## Supplied passage
7 Exciting Young Artists to See at Frieze New York
Here's who people are talking about this week.
“It’s freezing!” cried a blue-lipped fairgoer Wednesday morning, fresh off the ferry from Manhattan to Randall’s Island.
Visitors to the white tent experienced a chilly spring welcome to the fifth edition of Frieze New York, which includes over 200 international galleries presenting work from both emerging and established artists, running from May 5-8. But despite the weather, visitors to the fair were visibly excited about a number of works on view.
Here artnet News picks 7 exciting young artists to keep your eye on.
1. Sean Raspet at Societe Berlin
The art world’s Instagram feed was blowing up with images taken at Societe Berlin’s booth, which featured the work of Los Angeles-based artist Sean Raspet. Upon arriving at the scene, we could immediately tell why.
The gallery’s entire booth, which looked like an outerspace kitchen, was lined with refrigerators stocking a new meal-replacement drink known as Soylent. The artist has been working with the manufacturers of the chalky protein drink, which a New York Times reporter called “joyless,” for the last two years. This time around, they created an algae-derived paste prototype that supposedly tastes like “peanut butter with floral notes”. Even if it’s just for novelty purposes, this booth is worth a stop.
2. Marina Pinsky at Clearing
The Moscow-born artist has four large-scale pill sheaths at Clearing’s ample booth. First shown at the Kunstalle Basel in the Switzerland, the artist was inspired from visiting the town’s Pharmacy Museum. On the backside of these aluminum sheaths are pasted photographs of an abandoned pharmaceutical company’s offices.
Playing with the idea of medicine, its promises, properties, and functions, Pinsky questions how something that can promise salvation can also be destructive.
3. Athena Papadopoulos at Supportico Lopez
For the Canadian-born, London-based artist’s solo presentation at Supportico Lopez, two paintings and three sculptural works are on view. Particularly fascinating are the stuffed elongated limbs with heels attached to feet. The artist stains surfaces with substances found in your local drugstore or grocery store. Here, she depicts a chaotic and sprawling world filled with photographs and hand-drawings.

## Provided data

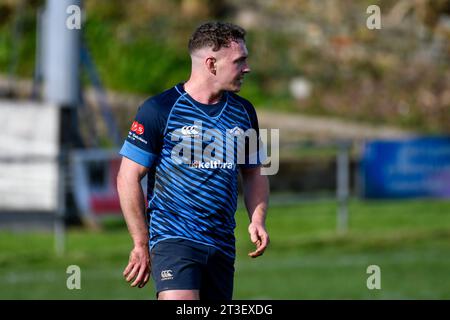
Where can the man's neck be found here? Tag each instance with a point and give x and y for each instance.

## Your tasks
(a) Translate this sentence from the Frieze New York article into Spanish: "The artist stains surfaces with substances found in your local drugstore or grocery store."
(b) Carry the Frieze New York article forward, starting after its final sentence.
The listing is separate material, unrelated to the Frieze New York article.

## Answers for each item
(a) La artista mancha superficies con sustancias que se encuentran en la farmacia o el supermercado de tu barrio.

(b)
4. Cooper Jacoby at Mathew Gallery
Los Angeles-based artist Cooper Jacoby’s presentation at Mathew Gallery is literally one step up from his peers. Visitors have to step onto a metal platform to take a closer look at Jacoby’s wall works.
The artist attaches pieces of fordite on white wires to a rust-colored honeycomb surface. Fordite, also known as Detroit agate, is often used to make jewelry, and consists of hardened automobile paint which is cut and polished. Flanked by two acupuncture maps, Jacoby’s works stem from his interest in waste management systems.
5. Rochelle Goldberg at Eli Ping Frances Perkins
Following the narrative of her current Sculpture Center show, Rochelle Goldberg brings several black-coated works, some strewn on the booth’s floor, others standing, and a few hanging from fish hooks.
The sculptures are composed of crude oil, ceramic, and steel and are biomorphic, pointing towards our ever-changing psychology and physiognomy.
6. Peter Wächtler at Dépendence
Brussels-based gallery Dépendence has an intriguing wooden box by German-born artist Peter Wächtler at their booth, dominated by watercolor and pencil drawings. The artist depicts humorous caricatures of a group of dandy men (one holds a bat) having a semi-serious meeting in what looks like a gang’s home base.
7. Benjamin Senior at James Fuentes
New York dealer James Fuentes dedicated his entire booth to British painter Benjamin Senior, which features multiethnic figures in urban and suburban scenes.
Senior’s style and use of color show he knows his Cezanne and Seurat. Waify women and men dressed in modern clothing stroll in the park, swim, or walk adorable dogs. These small-scale nostalgic works draw in the viewer and don’t let go.